PROBLEM
Reproduce every line of the material below verbatim.

-------- THE DATA

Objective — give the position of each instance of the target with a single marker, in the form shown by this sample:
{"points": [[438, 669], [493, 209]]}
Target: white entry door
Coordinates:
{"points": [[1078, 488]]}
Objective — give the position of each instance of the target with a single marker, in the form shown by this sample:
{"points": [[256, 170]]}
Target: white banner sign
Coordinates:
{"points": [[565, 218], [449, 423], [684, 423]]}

----------------

RESULT OF THE EXERCISE
Objective — give the position of each instance of the target with a single marker, in the form shown by this sample:
{"points": [[438, 669], [493, 209]]}
Target: white entry door
Coordinates:
{"points": [[1078, 488]]}
Objective — give the position of each instance of the target with a single marker, in the form shown by this sample:
{"points": [[256, 170]]}
Target: white banner sign
Coordinates:
{"points": [[565, 218], [449, 423], [684, 423]]}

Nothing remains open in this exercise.